_Task objective:_ How many lines in the items below contain the string "black"? Matches are case-sensitive. Reply with the number only.

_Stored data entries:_
+--
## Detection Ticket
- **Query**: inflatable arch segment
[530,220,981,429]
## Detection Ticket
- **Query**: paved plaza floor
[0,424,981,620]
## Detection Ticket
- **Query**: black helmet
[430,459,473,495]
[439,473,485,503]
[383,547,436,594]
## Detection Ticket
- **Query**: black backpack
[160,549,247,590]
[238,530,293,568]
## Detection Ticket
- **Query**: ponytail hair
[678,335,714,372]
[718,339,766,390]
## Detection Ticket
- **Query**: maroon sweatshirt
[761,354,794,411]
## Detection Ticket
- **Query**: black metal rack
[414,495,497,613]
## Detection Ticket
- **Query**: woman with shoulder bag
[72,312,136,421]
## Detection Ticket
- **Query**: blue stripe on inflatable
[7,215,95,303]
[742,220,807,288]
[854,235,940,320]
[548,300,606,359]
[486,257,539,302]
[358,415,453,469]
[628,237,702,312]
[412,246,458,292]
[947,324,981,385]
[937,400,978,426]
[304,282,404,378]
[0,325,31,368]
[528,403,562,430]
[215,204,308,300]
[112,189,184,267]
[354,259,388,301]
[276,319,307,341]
+--
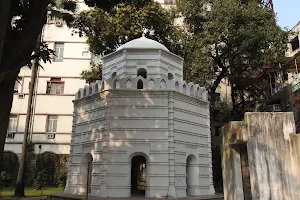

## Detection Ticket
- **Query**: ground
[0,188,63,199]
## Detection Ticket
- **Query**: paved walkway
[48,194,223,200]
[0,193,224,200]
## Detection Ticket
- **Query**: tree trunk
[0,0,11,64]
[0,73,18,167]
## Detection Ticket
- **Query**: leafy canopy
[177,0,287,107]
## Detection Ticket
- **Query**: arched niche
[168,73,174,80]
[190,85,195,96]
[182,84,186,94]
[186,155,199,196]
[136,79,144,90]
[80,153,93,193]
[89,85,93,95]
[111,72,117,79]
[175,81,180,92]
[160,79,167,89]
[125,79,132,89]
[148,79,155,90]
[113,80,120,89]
+--
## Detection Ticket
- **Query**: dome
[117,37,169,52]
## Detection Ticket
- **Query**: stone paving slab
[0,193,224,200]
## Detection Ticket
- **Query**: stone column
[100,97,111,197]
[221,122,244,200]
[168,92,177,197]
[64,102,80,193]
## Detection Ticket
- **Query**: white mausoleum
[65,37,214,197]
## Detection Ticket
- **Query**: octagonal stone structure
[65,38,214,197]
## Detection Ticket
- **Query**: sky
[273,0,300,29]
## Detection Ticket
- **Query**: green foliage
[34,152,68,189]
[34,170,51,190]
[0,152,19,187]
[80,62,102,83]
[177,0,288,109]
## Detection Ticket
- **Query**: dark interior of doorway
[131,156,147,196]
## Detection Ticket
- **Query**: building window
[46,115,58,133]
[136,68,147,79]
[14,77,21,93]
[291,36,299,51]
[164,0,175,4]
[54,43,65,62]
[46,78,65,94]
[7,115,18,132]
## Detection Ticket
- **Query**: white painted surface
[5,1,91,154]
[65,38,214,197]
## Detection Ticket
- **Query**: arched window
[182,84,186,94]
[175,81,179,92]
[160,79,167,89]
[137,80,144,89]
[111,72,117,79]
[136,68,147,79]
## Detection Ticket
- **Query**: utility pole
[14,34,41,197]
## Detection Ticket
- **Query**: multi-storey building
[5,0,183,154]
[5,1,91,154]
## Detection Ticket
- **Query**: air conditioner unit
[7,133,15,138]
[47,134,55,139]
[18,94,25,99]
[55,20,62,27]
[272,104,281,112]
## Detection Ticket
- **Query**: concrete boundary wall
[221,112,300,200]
+--
_Written answer:_ 3